_Exercise description:_ Would you set down all of the entries below exactly as they stand?

Saved data entries:

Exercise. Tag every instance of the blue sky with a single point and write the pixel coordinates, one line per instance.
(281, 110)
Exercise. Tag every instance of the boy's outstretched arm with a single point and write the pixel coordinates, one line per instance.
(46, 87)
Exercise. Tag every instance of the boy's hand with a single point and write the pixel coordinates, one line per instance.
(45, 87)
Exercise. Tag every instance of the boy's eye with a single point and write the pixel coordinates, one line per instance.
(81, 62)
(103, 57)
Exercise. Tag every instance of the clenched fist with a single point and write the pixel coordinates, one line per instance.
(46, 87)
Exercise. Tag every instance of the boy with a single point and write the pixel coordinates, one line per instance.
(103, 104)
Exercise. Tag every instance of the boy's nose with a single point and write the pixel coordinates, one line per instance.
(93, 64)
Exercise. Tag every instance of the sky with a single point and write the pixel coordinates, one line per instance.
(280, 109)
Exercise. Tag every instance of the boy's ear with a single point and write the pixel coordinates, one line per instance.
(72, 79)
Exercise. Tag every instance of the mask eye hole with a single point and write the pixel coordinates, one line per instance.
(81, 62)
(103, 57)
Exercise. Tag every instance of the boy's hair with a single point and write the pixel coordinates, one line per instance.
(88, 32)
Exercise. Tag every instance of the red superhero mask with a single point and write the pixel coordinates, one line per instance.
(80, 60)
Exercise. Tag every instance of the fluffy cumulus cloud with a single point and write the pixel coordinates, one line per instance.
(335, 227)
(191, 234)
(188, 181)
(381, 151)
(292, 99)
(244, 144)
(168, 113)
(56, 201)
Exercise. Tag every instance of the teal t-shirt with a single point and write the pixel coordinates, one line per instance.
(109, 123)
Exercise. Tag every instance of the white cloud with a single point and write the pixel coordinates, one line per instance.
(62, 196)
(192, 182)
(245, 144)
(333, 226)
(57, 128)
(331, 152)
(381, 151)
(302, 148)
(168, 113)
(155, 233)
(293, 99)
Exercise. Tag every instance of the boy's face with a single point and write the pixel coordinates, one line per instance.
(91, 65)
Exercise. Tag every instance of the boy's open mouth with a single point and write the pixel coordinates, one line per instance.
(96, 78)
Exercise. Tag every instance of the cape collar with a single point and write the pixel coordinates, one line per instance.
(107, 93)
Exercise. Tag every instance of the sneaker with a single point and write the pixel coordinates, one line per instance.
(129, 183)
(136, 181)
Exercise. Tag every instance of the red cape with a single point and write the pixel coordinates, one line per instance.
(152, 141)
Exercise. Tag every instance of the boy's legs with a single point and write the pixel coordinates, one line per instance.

_Worked solution:_
Exercise. Tag every instance of the blue sky with a single point and write the pixel coordinates, one line per instance.
(281, 110)
Exercise. Tag every instance of the boy's outstretched arm with a single point and write the pixel coordinates, one line per instance.
(46, 87)
Exercise. Tag every instance of the boy's hand with a single point and write the pixel coordinates, one line per instance.
(45, 87)
Exercise. Tag every instance of the boy's eye with a single point and write the pixel coordinates, one line per instance.
(81, 62)
(103, 57)
Exercise. Tag every instance of the clenched fist with a single point and write the pixel coordinates, one line per instance.
(46, 87)
Exercise. Tag every instance of the boy with a single point and write the pixel coordinates, one line per instance.
(103, 104)
Exercise. Tag every instance of the boy's nose with a single point and write the pixel coordinates, one line per instance.
(93, 64)
Exercise. Tag every instance of the sky with a single point and write the pixel coordinates, one line per instance.
(280, 109)
Exercise. Tag every instance of the boy's ear with a single point and write the pixel coordinates, one line per instance.
(72, 79)
Exercise. Tag every instance of the mask eye hole with a single point and write the pixel coordinates, one line per instance.
(81, 62)
(103, 57)
Exercise. Tag every instance of the boy's hair with a single point and write the pixel coordinates, one line per instance.
(88, 32)
Exercise. Tag every instance of the red superhero mask with a single point and write the pixel coordinates, one line per instance.
(80, 60)
Exercise. Tag every instance of the fluffy cumulus cloud with a single point and write the pixel coordinates, one line per instance.
(335, 227)
(191, 234)
(188, 181)
(381, 151)
(292, 99)
(244, 144)
(168, 113)
(56, 201)
Exercise. Tag every instance of the teal t-shirt with a single point and write the pixel coordinates, one line per instance.
(109, 123)
Exercise. Tag every instance of the white cloud with a single point and write the pixel coordinates, one line per instance.
(62, 196)
(192, 182)
(245, 144)
(333, 226)
(57, 128)
(331, 152)
(381, 151)
(302, 148)
(168, 113)
(155, 233)
(293, 99)
Exercise. Tag every instance of the boy's face with a single point and write the pixel coordinates, one line per instance.
(91, 65)
Exercise. Tag every instance of the boy's open mouth with a single point and write the pixel coordinates, one line per instance.
(96, 78)
Exercise. Tag every instance of the cape collar with a single point and write the pixel coordinates, one line per instance.
(107, 93)
Exercise. Tag every instance of the sneaker with a single point and write the pixel coordinates, one line per instance.
(129, 183)
(136, 181)
Exercise. Tag every instance of the red cape with a single point and write the pixel coordinates, one line per instance.
(152, 141)
Exercise. Tag every instance of the boy's legs with a single point and write the pixel coordinates, one line per instance.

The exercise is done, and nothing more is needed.